(Work request):
Filter the listing below, keeping only the lines with the word "front".

= Beginning of Section =

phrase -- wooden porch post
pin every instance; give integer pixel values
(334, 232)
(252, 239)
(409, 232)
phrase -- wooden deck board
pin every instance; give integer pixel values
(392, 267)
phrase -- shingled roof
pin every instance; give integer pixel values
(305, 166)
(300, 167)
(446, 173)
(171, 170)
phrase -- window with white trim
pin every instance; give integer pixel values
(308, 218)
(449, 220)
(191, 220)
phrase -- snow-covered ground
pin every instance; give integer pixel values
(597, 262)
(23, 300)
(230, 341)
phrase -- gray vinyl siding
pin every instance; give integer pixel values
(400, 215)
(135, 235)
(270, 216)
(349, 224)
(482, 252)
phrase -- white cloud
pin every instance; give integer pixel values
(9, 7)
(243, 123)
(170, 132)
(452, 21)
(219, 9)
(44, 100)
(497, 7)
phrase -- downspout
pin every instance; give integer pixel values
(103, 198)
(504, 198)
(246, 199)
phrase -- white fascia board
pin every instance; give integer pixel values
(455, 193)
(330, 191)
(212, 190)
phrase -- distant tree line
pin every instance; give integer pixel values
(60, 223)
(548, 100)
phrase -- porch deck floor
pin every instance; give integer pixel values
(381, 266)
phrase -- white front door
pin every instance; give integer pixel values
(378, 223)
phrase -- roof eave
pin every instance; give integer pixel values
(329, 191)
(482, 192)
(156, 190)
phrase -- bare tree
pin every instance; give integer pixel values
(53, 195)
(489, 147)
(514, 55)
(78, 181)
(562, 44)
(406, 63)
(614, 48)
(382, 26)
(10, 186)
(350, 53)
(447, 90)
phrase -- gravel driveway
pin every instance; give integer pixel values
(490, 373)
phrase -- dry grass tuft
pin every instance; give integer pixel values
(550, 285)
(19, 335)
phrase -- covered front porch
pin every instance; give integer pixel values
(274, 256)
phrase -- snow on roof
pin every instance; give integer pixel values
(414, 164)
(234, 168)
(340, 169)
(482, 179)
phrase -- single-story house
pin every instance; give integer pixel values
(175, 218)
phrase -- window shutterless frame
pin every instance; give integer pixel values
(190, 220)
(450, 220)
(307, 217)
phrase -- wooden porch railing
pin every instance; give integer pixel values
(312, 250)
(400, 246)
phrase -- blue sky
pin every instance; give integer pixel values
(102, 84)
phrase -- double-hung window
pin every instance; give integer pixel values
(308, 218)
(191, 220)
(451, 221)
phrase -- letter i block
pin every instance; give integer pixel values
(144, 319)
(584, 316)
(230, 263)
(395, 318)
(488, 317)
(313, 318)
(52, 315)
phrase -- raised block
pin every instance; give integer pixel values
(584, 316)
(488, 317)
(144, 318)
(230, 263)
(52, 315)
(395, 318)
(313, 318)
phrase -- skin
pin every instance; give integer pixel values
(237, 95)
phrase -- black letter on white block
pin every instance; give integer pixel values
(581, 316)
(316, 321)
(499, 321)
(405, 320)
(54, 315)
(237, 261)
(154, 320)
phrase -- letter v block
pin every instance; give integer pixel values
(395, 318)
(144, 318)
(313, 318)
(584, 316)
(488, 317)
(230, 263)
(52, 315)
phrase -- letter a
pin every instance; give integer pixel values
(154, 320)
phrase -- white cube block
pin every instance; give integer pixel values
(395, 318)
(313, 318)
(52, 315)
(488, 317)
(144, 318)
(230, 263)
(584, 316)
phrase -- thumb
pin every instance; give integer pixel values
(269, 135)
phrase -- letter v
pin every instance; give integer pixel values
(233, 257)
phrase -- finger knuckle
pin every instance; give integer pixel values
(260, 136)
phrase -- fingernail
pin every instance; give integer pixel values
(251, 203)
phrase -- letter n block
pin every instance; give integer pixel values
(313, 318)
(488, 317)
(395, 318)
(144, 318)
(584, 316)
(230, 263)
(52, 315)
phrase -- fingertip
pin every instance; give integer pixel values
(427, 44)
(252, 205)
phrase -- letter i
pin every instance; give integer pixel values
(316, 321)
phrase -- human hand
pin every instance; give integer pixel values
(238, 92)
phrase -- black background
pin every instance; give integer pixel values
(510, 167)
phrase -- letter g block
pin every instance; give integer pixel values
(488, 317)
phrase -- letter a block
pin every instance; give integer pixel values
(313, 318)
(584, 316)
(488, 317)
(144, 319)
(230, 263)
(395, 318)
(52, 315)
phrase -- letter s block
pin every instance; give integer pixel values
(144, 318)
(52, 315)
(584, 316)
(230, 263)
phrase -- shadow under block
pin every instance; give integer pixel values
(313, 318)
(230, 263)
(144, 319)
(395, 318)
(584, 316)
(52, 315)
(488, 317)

= End of Section =

(Result):
phrase -- white front door
phrase -- covered front porch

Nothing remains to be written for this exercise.